Verilen metin:
================
Dikbaş, yine Adnan Odabaş'ın kitabını kaynak göstererek Yaşar Yaşer'in başkanlığını yaptığı SEV, eşi Gülseven Yaşer'in başkanlığını yaptığı ÇEV ve Türkan Saylan başkanlığındaki ÇYDD'nin birlikte çalıştığını iddia etti. Bu örgütlerin Atatürk'ü kalkan olarak kullanıp birçok kişi ve kuruluştan yardım adı altında para topladığı, ilgili bakanlıklardan izin almaksızın yurtdışından parasal yardım aldıkları bilgilerine yer verdi. Dikbaş, aynı kaynağa dayanarak Türkan Saylan'ın Hıristiyan kökenli olduğunu öne sürdü. Dikbaş, son olarak ÇEV'in MiT raporunda Protestan misyonerliği yaptığının kesinleştiğini ve bu vakfın 2. başkanlığını 25 Haziran 2006'dan beri emekli Orgeneral Şener Eruygur'un yaptığını hatırlattı.

ADD Genel Başkanı Eruygur ve Genel Başkan Yardımcısı Serter'e yönelik şok iddialarla da gündeme gelen Dikbaş, ADD'den ihraç edilmişti. AB fonlarından 400 bin Euro aldığı iddia edilen Eruygur ve Serter'i misyonerlik faaliyetlerine destek olmakla suçlayan Dikbaş'ın, bu açıklamaların hemen ardından ihraç edilmesi dikkat çekmişti. Kararı değerlendiren Dikbaş, "Gerçeklerin su yüzüne çıkması, AB mandacılarını ve misyonerleri rahatsız etti." derken, Şener Eruygur ve Nur Serter, Dikbaş'a ayrı ayrı tazminat davaları açmışlardı.
================
Sağlanan öğeler:

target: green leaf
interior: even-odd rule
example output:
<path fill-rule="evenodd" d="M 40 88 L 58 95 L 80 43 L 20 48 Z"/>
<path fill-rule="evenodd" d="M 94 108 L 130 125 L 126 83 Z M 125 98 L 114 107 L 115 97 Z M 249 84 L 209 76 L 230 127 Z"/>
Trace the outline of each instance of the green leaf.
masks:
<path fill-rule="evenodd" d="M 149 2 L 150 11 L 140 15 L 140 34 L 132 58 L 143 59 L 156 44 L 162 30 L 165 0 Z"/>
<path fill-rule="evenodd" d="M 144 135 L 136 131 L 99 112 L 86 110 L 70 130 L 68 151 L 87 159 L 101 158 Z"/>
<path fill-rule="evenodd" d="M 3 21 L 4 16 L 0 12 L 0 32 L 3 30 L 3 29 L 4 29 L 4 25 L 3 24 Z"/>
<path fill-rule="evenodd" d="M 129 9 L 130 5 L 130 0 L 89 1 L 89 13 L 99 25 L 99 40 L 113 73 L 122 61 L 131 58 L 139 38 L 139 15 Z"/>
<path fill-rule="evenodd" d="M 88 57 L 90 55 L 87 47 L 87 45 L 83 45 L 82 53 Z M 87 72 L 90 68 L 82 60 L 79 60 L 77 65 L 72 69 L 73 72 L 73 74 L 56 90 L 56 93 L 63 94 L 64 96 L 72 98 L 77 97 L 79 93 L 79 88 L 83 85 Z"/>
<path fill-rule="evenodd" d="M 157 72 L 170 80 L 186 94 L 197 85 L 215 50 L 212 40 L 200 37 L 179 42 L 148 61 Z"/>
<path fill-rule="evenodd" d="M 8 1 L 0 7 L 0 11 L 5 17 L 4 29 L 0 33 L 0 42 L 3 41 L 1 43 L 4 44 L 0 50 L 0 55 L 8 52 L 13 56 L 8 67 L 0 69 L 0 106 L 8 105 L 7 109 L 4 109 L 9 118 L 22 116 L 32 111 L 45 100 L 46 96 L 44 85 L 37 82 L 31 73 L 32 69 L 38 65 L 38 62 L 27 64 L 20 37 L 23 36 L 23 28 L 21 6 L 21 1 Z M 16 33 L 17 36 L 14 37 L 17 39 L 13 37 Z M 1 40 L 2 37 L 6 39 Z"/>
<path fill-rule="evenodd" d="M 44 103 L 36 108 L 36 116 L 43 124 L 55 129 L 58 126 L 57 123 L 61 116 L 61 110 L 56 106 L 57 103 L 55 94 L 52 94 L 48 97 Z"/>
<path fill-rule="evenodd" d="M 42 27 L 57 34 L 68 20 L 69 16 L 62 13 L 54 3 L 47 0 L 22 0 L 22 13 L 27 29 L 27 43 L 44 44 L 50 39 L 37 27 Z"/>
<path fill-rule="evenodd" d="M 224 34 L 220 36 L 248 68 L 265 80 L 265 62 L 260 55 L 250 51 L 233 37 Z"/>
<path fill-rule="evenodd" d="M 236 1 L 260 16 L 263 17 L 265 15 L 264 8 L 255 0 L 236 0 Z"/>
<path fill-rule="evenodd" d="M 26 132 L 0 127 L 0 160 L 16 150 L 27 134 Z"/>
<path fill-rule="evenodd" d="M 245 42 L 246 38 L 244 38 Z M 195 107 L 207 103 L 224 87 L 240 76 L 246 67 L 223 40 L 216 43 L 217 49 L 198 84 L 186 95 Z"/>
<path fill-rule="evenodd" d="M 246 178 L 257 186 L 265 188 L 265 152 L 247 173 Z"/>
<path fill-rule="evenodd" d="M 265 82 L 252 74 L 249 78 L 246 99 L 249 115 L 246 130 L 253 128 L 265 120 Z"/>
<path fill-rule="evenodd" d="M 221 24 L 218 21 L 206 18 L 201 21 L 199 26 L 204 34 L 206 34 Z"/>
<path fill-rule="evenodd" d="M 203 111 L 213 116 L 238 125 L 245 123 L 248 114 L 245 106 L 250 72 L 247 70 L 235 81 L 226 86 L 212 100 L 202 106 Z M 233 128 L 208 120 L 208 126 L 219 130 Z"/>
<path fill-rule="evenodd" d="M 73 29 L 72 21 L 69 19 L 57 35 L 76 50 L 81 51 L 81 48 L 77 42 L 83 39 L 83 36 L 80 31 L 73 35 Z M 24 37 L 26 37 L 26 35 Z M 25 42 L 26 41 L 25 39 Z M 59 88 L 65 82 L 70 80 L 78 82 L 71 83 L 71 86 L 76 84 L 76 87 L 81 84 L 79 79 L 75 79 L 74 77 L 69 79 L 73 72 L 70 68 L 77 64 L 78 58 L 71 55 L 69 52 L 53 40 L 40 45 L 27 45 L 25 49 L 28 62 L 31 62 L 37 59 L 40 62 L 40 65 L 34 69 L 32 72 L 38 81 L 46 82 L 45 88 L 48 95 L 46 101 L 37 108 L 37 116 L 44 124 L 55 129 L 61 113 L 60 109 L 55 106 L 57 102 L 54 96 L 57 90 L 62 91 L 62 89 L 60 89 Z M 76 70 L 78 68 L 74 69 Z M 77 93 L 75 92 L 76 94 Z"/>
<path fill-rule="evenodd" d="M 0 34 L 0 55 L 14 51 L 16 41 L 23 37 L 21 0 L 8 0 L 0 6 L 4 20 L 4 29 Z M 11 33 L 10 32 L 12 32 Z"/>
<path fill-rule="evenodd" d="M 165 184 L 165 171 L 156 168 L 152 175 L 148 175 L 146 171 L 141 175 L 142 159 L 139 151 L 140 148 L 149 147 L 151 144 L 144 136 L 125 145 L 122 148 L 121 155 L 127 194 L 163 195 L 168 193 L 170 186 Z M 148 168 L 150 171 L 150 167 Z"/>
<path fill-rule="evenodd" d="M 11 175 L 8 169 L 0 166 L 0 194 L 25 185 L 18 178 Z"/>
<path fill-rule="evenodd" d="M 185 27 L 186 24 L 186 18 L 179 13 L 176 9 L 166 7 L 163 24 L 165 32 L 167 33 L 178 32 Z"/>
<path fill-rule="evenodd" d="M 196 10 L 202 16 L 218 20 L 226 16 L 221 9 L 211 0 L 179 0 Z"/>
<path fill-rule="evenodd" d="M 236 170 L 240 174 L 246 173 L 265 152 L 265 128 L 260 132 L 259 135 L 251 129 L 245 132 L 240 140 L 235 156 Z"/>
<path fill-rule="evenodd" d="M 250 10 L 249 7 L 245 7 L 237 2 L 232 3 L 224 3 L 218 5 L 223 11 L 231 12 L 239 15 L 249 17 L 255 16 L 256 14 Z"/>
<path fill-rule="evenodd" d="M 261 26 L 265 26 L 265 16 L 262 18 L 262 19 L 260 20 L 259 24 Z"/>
================
İstenen çıktı:
Dikbaş'ın iddialarını aktaran metinden "ADD Genel Başkanı" ile "tazminat davaları açmışlardı." arasındaki bölümü, bu iki ifade de dahil olmak üzere birebir kopyalayın. Bu öğelerin metinle herhangi bir bağlantısı yoktur.

Sonuç:
ADD Genel Başkanı Eruygur ve Genel Başkan Yardımcısı Serter'e yönelik şok iddialarla da gündeme gelen Dikbaş, ADD'den ihraç edilmişti. AB fonlarından 400 bin Euro aldığı iddia edilen Eruygur ve Serter'i misyonerlik faaliyetlerine destek olmakla suçlayan Dikbaş'ın, bu açıklamaların hemen ardından ihraç edilmesi dikkat çekmişti. Kararı değerlendiren Dikbaş, "Gerçeklerin su yüzüne çıkması, AB mandacılarını ve misyonerleri rahatsız etti." derken, Şener Eruygur ve Nur Serter, Dikbaş'a ayrı ayrı tazminat davaları açmışlardı.